### TASK PROMPT
Each line of the data needs to be transcribed exactly.

### SUPPLIED INFORMATION
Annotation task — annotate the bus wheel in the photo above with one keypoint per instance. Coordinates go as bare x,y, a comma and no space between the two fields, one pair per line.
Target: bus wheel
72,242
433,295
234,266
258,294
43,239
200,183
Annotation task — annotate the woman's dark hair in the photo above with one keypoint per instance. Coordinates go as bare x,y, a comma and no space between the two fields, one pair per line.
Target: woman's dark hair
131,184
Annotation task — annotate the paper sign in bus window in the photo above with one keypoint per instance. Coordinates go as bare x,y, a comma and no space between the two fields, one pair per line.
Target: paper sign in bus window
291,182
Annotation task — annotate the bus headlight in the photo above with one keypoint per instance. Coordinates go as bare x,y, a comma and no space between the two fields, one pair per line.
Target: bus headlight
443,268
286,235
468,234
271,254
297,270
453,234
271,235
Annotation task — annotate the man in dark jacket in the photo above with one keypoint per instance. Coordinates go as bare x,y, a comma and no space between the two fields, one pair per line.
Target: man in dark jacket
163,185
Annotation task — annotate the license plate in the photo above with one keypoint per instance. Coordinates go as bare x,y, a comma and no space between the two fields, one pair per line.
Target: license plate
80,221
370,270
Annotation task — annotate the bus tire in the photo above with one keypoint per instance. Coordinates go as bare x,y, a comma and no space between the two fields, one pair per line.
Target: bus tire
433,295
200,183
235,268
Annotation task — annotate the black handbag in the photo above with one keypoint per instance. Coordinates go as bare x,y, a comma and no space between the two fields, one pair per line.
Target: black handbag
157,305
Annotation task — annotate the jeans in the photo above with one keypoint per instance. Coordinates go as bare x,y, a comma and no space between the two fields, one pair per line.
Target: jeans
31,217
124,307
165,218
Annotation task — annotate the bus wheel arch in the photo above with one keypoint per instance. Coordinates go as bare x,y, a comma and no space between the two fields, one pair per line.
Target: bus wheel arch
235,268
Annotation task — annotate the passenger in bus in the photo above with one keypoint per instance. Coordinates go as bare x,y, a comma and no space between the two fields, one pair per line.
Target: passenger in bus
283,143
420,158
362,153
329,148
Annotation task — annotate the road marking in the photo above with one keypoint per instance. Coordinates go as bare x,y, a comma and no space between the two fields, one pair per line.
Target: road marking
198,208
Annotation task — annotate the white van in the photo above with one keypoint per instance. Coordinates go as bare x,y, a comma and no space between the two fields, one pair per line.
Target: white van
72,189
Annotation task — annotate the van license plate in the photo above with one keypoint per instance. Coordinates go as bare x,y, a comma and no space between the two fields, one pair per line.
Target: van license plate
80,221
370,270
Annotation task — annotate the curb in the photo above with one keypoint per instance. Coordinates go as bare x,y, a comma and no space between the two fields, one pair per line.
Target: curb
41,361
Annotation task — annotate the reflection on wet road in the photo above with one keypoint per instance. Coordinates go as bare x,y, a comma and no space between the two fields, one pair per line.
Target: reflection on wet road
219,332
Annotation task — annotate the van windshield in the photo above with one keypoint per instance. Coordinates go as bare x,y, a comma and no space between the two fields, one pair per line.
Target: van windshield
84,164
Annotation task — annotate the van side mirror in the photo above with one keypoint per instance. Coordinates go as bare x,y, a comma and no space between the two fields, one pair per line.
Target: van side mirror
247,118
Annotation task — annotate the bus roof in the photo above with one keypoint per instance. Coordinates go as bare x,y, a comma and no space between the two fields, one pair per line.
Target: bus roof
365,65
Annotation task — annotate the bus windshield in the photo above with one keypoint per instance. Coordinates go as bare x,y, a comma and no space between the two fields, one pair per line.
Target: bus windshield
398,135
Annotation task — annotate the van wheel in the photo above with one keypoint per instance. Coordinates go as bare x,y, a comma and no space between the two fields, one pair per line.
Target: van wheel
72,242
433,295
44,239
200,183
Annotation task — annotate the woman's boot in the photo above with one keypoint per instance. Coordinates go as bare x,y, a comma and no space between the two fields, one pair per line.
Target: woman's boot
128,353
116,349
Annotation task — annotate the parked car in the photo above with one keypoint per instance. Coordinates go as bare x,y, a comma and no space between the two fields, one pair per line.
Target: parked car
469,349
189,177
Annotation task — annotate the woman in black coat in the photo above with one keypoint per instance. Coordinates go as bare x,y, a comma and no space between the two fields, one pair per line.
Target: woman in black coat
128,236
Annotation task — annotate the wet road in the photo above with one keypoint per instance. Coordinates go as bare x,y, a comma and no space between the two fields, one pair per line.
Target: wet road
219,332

### RESPONSE FOR THIS EXERCISE
Annotation task — annotate the bus wheel in the photo above with one keypoint per instance. Coordinates go as bare x,y, a comma and no space between the two fields, one pair per line.
Target: bus wheel
72,242
433,295
234,266
258,294
43,239
200,183
Annotation task — annotate the woman's dark hair in the photo above with one keypoint per instance. Coordinates go as bare x,y, a comma and no space between the two fields, one pair per line.
Target: woman's dark hair
131,184
Annotation task — annotate the paper sign in bus window in the photo above with one keypoint per instance. Coordinates go as bare x,y, a comma and no space between the two fields, one pair per line.
Target: paper sign in bus window
291,182
Annotation task — annotate the bus headlight in the photo above with one keypoint per instance. Coordinates go as bare x,y, a comma and no space between the two fields, one pair per line.
Target: bus headlight
443,268
286,235
468,234
271,254
297,270
453,234
271,235
Annotation task — annotate the man in dark jacket in the photo above with one keypoint per instance. Coordinates go as bare x,y, a comma and no space between the two fields, one pair per line.
Target: man in dark jacket
163,185
Annotation task — annotate the license plate in the photo above with one keypoint per instance. Coordinates go as bare x,y, a comma and no space between the two fields, one pair per line.
Target: license plate
80,221
370,270
Annotation task — annotate the bus tire in the photo above with one keypoint per instance. Coordinates go as bare x,y, a comma and no space between the two fields, one pair per line.
Target: bus tire
433,295
200,183
235,268
Annotation task — annotate the black handbag in the photo above with one keypoint per instance. Coordinates go as bare x,y, a comma and no space between the two fields, one pair per line.
Target: black handbag
157,305
Annotation task — annotate the jeans in the photo above with one keypoint per instance. Coordinates go as bare x,y, a comma and no space between the two fields, one pair per line.
Target: jeans
31,217
124,307
165,218
Annotation task — annotate the bus wheel arch in the photo above with one keypoint per instance. Coordinates go as bare x,y, a comma and no space between the two fields, one pair per line.
Target: bus wheel arch
235,268
Annotation task — annotate the passenger in bus in the photo above with one keypoint per instance. Coordinates go as bare x,y, a comma and no space between the two fields, one pair per line.
Target: passenger in bus
283,143
420,158
362,153
329,148
Annotation task — annotate the road marking in the photo above with one keypoint per instance. Coordinates go as bare x,y, a comma and no space between the two fields, one pair per line.
Target: road marking
198,208
Annotation task — annotate the white van in the photo above with one keypoint per instance. Coordinates go as bare x,y, a comma and no space between the two fields, one pair per line.
Target: white van
72,189
Annotation task — annotate the van license plate in the photo above with one keypoint per instance. Coordinates go as bare x,y, a comma and no space between the two fields, one pair per line.
Target: van license plate
80,221
370,270
Annotation task — annotate the curb in the photo above with one keypoint per instance. Coordinates go as bare x,y, a comma and no space between the two fields, one pair per line.
Target: curb
41,361
Annotation task — annotate the reflection on wet road in the photo above with one keypoint per instance. Coordinates go as bare x,y, a comma and no space between the two fields, one pair per line.
Target: reflection on wet road
219,332
Annotation task — annotate the van windshield in the photo above with one keypoint per instance. Coordinates go as bare x,y, a comma and no space between the two fields, one pair per line.
Target: van windshield
84,164
Annotation task — annotate the van side mirror in the photo above with one keypoint per instance. Coordinates go as bare x,y, a comma and no space between the two fields, one pair per line.
Target: van side mirror
247,118
Annotation task — annotate the bus roof in the photo above with one keypoint per instance. Coordinates go as bare x,y, a comma and no space between the two fields, one pair per line.
Target: bus roof
365,65
Annotation task — annotate the bus windshield in the photo above with one keypoint per instance. Coordinates go as bare x,y, a comma and no space between the two fields, one pair per line.
Target: bus windshield
398,135
Annotation task — annotate the van wheel in the photo above with one keypoint per instance. Coordinates go as bare x,y, a comma and no space between the two fields, one pair per line.
Target: van wheel
72,242
433,295
44,239
200,183
Annotation task — annotate the woman's boot in the photo above with one keypoint per instance. Coordinates go as bare x,y, a comma and no space between the two fields, one pair per line.
Target: woman's boot
128,353
116,349
Annotation task — annotate the parked car in the photo above with one keypoint per instance. Coordinates go as bare x,y, a comma and no space between the two fields, one pair per line.
Target: parked car
469,349
189,177
Annotation task — annotate the woman in black coat in the photo above with one keypoint per instance. Coordinates go as bare x,y, a comma and no space between the two fields, one pair per line.
Target: woman in black coat
128,236
Annotation task — annotate the wet road in the photo above with one keypoint per instance. Coordinates go as bare x,y, a comma and no space between the two fields, one pair per line.
Target: wet road
219,332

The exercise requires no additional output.